## Aufgabe
Erklären Sie bitte anhand des Auszugs, warum es laut dem Text besonders wichtig ist, dass das Cloud-Computing Sicherheitsbedenken beim Informationsaustausch berücksichtigt.

***** Auszug

Vielleicht am wichtigsten ist, dass das Cloud-Computing auch viele der Sicherheitsbedenken rund um den Informationsaustausch berücksichtigt, die zu Vorschriften zum grenzüberschreitenden Datenfluss beitragen. Wie bereits erwähnt, ist ein Großteil der strengen Vorschriften zum grenzüberschreitenden Datenfluss auf Cybersicherheitsbedenken zurückzuführen. Im HIMSS-Bericht wurde der aktuelle Stand der Cloud-Technologieregeln und -vorschriften für Singapur, das Vereinigte Königreich, die USA, China, Südkorea, Frankreich, Deutschland, Japan, Australien, Österreich, Brasilien, Spanien, Schweden, die Schweiz und Taiwan analysiert. Lediglich Singapur und das Vereinigte Königreich wurden als fortschrittliche Länder identifiziert, die die Nutzung von Cloud-Technologie im Inland fördern.

**********
***** Gegebene Daten

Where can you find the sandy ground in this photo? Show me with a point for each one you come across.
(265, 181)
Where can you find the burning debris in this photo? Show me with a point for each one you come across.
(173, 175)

**********
***** Gegebene Daten

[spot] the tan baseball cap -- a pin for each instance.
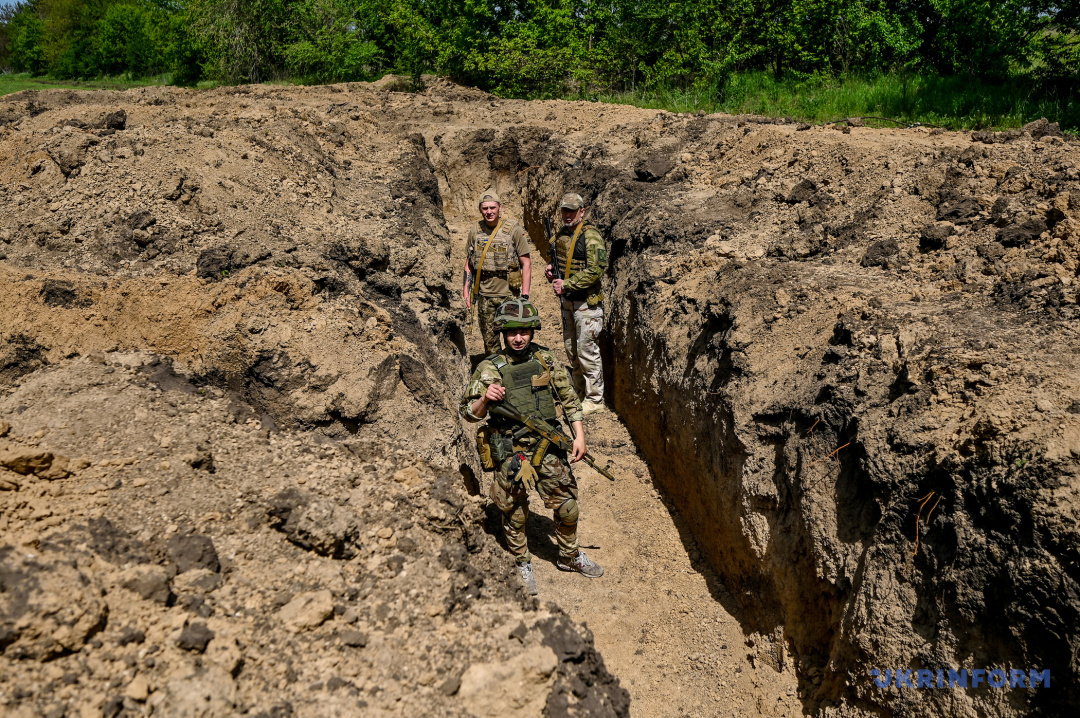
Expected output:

**********

## Lösung
Ein Großteil der strengen Vorschriften zum grenzüberschreitenden Datenfluss ist auf Cybersicherheitsbedenken zurückzuführen. Das Cloud-Computing berücksichtigt viele der Sicherheitsbedenken rund um den Informationsaustausch, die zu diesen Vorschriften beitragen.